A brief history of lesbian, gay, bisexual, and transgender social movements
Social movements, organizing around the acceptance and
rights of persons who might today identify as LGBT or queer, began as responses
to centuries of persecution by church, state, and medical authorities. Where
homosexual activity or deviance from established gender roles/dress was banned
by law or traditional custom, such condemnation might be communicated through
sensational public trials, exile, medical warnings, and language from the
pulpit. These paths of persecution entrenched homophobia for centuries—but also
alerted entire populations to the existence of difference.
Whether an individual recognized they, too, shared this
identity and were at risk, or dared to speak out for tolerance and change,
there were few organizations or resources before the scientific and political
revolutions of the 18th and 19th centuries. Gradually, the growth of a public
media and ideals of human rights drew together activists from all walks of
life, who drew courage from sympathetic medical studies, banned literature,
emerging sex research, and a climate of greater democracy.
==============================
**Exercises**
1. List every means the passage on the history of LGBT social movements gives for communicating condemnation of homosexual activity or gender deviance.
2. Carry on the passage on the history of LGBT social movements from the point where it stops.
The listing that comes next has no connection to the history of LGBT social movements.

**Record set**
==============================
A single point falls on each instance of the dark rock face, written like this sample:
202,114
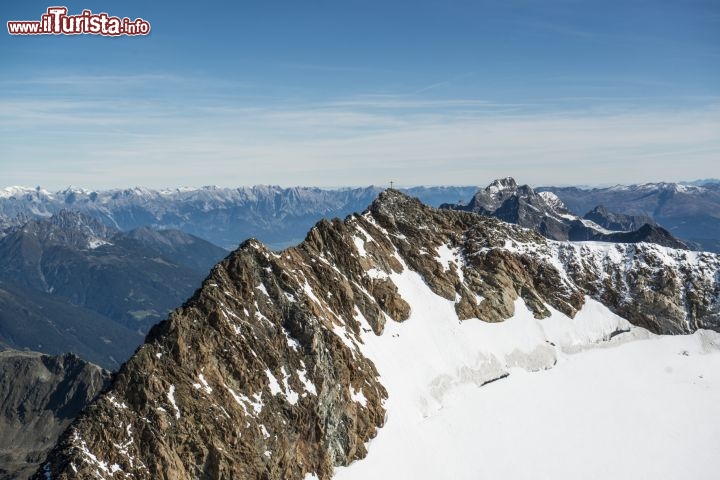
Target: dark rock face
254,376
545,213
114,285
40,396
==============================
**Results in order**
1. sensational public trials, exile, medical warnings, language from the pulpit

2.
By the 20th century, a movement in recognition of gays and
lesbians was underway, abetted by the social climate of feminism and new
anthropologies of difference. However, throughout 150 years of homosexual
social movements (roughly from the 1870s to today), leaders and organizers
struggled to address the very different concerns and identity issues of gay
men, women identifying as lesbians, and others identifying as gender variant or
nonbinary. White, male, and Western activists whose groups and theories gained
leverage against homophobia did not necessarily represent the range of racial,
class, and national identities complicating a broader LGBT agenda. Women were
often left out altogether.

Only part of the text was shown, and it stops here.